Count how many lines in the listing below contain the string "bridgework" with matching case, and reply with only that number.

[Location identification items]
--- START ---
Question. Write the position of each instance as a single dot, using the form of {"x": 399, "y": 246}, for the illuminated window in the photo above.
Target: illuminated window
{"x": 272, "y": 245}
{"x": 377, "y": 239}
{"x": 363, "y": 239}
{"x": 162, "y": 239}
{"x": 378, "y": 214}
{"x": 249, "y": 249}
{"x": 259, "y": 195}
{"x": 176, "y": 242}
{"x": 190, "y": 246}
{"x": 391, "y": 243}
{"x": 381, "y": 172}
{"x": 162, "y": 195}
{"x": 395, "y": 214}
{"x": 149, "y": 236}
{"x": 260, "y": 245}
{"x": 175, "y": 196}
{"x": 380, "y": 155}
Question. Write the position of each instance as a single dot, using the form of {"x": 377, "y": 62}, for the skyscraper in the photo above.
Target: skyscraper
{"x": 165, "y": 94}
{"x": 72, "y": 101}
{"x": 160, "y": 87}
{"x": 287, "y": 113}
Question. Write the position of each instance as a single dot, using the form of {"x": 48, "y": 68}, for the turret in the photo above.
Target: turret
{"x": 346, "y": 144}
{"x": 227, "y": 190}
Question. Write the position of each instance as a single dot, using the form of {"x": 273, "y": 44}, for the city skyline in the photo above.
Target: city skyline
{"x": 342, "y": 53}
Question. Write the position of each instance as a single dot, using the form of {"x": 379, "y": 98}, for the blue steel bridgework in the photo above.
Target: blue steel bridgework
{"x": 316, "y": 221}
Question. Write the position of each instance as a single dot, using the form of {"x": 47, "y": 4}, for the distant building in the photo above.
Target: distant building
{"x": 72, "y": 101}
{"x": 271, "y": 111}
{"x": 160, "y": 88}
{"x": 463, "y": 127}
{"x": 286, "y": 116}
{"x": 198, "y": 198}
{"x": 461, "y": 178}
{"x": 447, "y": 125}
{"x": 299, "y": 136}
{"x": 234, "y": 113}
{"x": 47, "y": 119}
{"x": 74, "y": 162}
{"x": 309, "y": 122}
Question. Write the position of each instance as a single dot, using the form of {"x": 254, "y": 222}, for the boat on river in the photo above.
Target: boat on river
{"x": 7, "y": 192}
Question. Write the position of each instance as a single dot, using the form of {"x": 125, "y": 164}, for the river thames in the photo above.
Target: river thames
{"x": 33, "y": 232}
--- END ---
--- START ---
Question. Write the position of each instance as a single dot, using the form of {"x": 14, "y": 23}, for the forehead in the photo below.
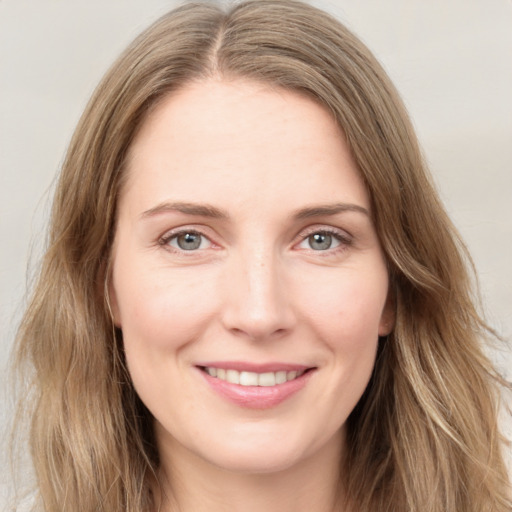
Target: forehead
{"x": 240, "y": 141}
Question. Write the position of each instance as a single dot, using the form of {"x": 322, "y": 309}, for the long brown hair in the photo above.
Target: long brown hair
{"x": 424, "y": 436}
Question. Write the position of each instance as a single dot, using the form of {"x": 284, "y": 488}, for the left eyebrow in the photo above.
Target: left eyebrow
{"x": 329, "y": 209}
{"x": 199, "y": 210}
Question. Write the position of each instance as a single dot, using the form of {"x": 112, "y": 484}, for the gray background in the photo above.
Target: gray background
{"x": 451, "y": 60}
--- END ---
_Written reply_:
2